QUOTED TEXT:
The next day, Leah takes their wagon to school. Something is not right. Kids aren’t rushing around playing. She looks for Jefferson (p. 20):
His face is framed by thick, black hair and a long, straight Cherokee nose he got from his mama. An old bruise yellows the sharp line of his cheekbone.
Debbie's comments:
Noting he is Cherokee and wondering how that will play out as I keep reading.

Jefferson has a newspaper in hand and tells her that gold has been discovered in California. It says that President Polk announced the discovery. Because gold is everywhere, Leah wonders how much is in California, such that the President would announce it. She tells him she thinks that everyone in the town, Dahlonega, are going to go to California. Dahlonega “was built on a gold rush of its own” (p. 21).

Debbie's comments:
Dahlonega. Sounds like a Native word. Carson tells us that Dahlonega was built on a gold rush but again, doesn't tell readers who that land belonged to. I'll look up history of that town. 

Jefferson thinks there’s plenty of gold out there and says “someone like me could…” We learn (by way of narration) that his dad is a “mean Irish prospector” and that is mom is “a sweet Cherokee mama who fled with her brothers ten years ago, when the Indians were sent to Oklahoma Territory” (p. 21). Nobody in town blames her for taking off.  His “someone like me” means (p. 22):
“a stupid, motherless Injun,” which is one of the dumber things people call Jefferson, if you ask me, because he’s the smartest boy I know.

Debbie's comments: 
Oh... this is interesting. His mom "fled" in 1839 when they were "sent" to Oklahoma Territory...  I think that's soft-pedaling what happened. Both words are accurate, but both also obscure the violence and the very important history of the Cherokee Nation's long fight to keep their land, that they ended up in the Supreme Court who ruled in their favor, that President Jackson ordered their removal! Cherokee's fled, but they were being chased by armed soldiers and the militia, too. I'm not sure why her son stayed behind. I'll dig in to some materials and see how that could have worked. It is possible, of course, but here's where I get into plausibility. 

That said, my gut clenches to think of Jefferson heading west to seek gold. Is he going to do to California Indians what was done to Cherokees?

GIVEN MATERIAL:
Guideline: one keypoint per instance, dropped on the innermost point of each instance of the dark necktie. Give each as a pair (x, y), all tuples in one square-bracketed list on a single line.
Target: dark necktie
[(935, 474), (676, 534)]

TASKS TO COMPLETE:
1. In the commentary, what news does the newspaper Jefferson is holding report?
2. Repeat the stretch of the commentary from "The next day, Leah" through "I keep reading.".

SOLUTIONS PER TASK:
1. Gold has been discovered in California.

2.
The next day, Leah takes their wagon to school. Something is not right. Kids aren’t rushing around playing. She looks for Jefferson (p. 20):
His face is framed by thick, black hair and a long, straight Cherokee nose he got from his mama. An old bruise yellows the sharp line of his cheekbone.
Debbie's comments:
Noting he is Cherokee and wondering how that will play out as I keep reading.